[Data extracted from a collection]

>>

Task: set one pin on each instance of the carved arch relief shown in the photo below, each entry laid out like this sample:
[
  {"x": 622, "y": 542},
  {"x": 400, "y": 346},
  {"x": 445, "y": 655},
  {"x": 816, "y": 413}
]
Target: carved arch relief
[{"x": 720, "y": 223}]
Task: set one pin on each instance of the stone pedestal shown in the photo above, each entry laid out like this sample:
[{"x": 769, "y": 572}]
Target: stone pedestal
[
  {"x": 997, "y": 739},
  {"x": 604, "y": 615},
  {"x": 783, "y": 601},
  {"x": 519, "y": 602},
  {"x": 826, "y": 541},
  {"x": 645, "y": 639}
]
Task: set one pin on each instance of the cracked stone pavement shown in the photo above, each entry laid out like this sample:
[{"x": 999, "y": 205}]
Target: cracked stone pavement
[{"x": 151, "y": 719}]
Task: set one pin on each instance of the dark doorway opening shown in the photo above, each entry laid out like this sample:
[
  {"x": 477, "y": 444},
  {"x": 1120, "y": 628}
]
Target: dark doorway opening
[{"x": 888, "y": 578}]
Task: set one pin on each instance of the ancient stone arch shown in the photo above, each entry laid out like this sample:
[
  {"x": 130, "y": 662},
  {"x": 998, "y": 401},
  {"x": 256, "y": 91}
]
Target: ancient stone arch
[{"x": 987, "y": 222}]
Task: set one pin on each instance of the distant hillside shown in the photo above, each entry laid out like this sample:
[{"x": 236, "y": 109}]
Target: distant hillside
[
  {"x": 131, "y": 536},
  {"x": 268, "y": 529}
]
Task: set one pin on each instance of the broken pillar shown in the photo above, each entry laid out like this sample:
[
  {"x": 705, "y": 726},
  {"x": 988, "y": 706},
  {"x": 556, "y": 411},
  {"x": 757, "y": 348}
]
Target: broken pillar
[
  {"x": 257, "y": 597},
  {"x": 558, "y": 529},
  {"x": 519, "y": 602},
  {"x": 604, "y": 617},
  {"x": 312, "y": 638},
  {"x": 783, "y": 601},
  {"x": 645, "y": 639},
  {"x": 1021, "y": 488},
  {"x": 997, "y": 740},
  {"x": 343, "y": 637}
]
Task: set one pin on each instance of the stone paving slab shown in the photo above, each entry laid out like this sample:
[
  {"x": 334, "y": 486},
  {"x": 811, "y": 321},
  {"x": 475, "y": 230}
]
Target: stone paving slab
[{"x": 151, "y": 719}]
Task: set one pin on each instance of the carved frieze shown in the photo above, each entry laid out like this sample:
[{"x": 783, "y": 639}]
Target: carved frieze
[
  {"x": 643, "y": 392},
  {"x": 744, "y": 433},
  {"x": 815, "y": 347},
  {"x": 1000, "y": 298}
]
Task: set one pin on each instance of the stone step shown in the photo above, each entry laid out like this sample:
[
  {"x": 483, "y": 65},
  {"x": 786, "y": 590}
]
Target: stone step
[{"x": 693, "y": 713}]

<<

- **What to produce**
Without changing a word, print all of the entries above.

- **Reply**
Task: set one pin on each instance of the carved arch relief shown in the photo below, each entry laid out like this sample:
[
  {"x": 622, "y": 542},
  {"x": 400, "y": 346},
  {"x": 445, "y": 655},
  {"x": 816, "y": 413}
]
Target: carved arch relief
[{"x": 720, "y": 223}]
Task: set one pin on each instance of the stone pedestal shown in the photo above, each entry laid out like this sample:
[{"x": 769, "y": 572}]
Target: stone pedestal
[
  {"x": 997, "y": 739},
  {"x": 604, "y": 615},
  {"x": 783, "y": 601},
  {"x": 519, "y": 602},
  {"x": 826, "y": 541},
  {"x": 645, "y": 639}
]
Task: set one pin on each instance of the cracked stone pavement shown in the photo above, each entry laid out like this sample:
[{"x": 999, "y": 205}]
Target: cracked stone pavement
[{"x": 151, "y": 719}]
Task: set one pin on each instance of the dark doorway opening shown in the photo above, each entry laid out like this sample:
[
  {"x": 477, "y": 444},
  {"x": 1120, "y": 628}
]
Target: dark doorway opening
[{"x": 888, "y": 578}]
Task: set one pin on each instance of the ancient stone arch shown in the photo above, each entry laid out like this sample:
[
  {"x": 130, "y": 662},
  {"x": 998, "y": 401},
  {"x": 256, "y": 91}
]
Target: ancient stone arch
[{"x": 987, "y": 222}]
Task: set one pin on each instance of the distant hillside shown in the photo above, each entry laid out like this sample:
[{"x": 236, "y": 109}]
Target: distant hillside
[
  {"x": 131, "y": 536},
  {"x": 268, "y": 529}
]
Task: set one pin on each instance of the broken pillar shown in the photo above, each entry laid out like this sample:
[
  {"x": 705, "y": 726},
  {"x": 988, "y": 706},
  {"x": 556, "y": 411},
  {"x": 757, "y": 348}
]
Target: broken pillar
[
  {"x": 257, "y": 597},
  {"x": 558, "y": 529},
  {"x": 519, "y": 602},
  {"x": 604, "y": 617},
  {"x": 312, "y": 638},
  {"x": 783, "y": 601},
  {"x": 645, "y": 639},
  {"x": 1021, "y": 488},
  {"x": 997, "y": 740},
  {"x": 343, "y": 637}
]
Task: set one pin on each instance of the stone paving slab shown in the photo above, each entry laid out like this sample:
[
  {"x": 334, "y": 486},
  {"x": 811, "y": 321},
  {"x": 475, "y": 230}
]
Target: stone paving slab
[{"x": 151, "y": 719}]
Task: set one pin on each instance of the carved frieze shown in the photo above, each entry laid out like this sample:
[{"x": 783, "y": 639}]
Target: carved frieze
[
  {"x": 643, "y": 392},
  {"x": 744, "y": 433},
  {"x": 815, "y": 347},
  {"x": 1000, "y": 298}
]
Task: set one pin on each instance of the stone step shown in the photo above, each entry laid out like this sample:
[
  {"x": 483, "y": 65},
  {"x": 786, "y": 590}
]
Target: stone step
[{"x": 693, "y": 713}]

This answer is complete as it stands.